BEGIN
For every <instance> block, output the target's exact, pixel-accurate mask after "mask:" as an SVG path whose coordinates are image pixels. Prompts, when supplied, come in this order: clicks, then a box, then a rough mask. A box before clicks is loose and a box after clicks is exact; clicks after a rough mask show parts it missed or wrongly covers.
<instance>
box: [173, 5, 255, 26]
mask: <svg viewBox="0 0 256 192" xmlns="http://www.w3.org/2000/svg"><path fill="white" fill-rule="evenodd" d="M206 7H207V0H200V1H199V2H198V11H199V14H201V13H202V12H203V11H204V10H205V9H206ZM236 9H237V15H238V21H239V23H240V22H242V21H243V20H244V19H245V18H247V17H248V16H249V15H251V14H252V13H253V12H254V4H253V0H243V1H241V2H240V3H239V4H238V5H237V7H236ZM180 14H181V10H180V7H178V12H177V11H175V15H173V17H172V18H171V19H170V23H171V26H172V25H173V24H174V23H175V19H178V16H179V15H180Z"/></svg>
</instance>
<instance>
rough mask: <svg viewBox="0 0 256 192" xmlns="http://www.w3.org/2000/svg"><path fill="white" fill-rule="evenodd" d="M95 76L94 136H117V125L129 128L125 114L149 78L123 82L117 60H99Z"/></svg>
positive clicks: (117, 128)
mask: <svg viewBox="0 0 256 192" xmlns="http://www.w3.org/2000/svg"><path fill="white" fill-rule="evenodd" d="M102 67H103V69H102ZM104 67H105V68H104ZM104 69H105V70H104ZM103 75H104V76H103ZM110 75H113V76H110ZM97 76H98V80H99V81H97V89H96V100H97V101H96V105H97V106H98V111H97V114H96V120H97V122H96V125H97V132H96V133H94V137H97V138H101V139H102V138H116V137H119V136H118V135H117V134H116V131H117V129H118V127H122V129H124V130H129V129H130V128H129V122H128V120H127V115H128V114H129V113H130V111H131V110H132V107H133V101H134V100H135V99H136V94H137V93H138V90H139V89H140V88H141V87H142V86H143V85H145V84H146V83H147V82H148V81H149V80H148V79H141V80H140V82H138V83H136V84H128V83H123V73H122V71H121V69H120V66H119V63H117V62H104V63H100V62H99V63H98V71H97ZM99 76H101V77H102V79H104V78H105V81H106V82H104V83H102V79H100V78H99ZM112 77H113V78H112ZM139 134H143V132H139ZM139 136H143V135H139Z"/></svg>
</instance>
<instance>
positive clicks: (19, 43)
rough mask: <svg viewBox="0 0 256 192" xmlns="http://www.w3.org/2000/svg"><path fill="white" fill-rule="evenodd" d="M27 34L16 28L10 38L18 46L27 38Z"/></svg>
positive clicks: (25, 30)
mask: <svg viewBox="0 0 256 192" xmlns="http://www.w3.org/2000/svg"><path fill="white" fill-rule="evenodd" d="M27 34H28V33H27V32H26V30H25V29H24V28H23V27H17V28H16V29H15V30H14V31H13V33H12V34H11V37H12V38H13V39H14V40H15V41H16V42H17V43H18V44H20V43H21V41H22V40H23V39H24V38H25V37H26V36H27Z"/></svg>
END
§ Task prompt
Rewrite the listing from its first line through the line containing "box: [173, 5, 255, 26]", with "pixel-accurate" changed to "precise" and nothing else altered.

§ Solution to the exercise
For every <instance> block, output the target's exact, precise mask after "mask:" as an SVG path whose coordinates are image pixels. Prompts, when supplied, come in this order: clicks, then a box, then a rough mask. A box before clicks is loose and a box after clicks is exact; clicks after a rough mask show parts it missed or wrongly covers.
<instance>
box: [173, 5, 255, 26]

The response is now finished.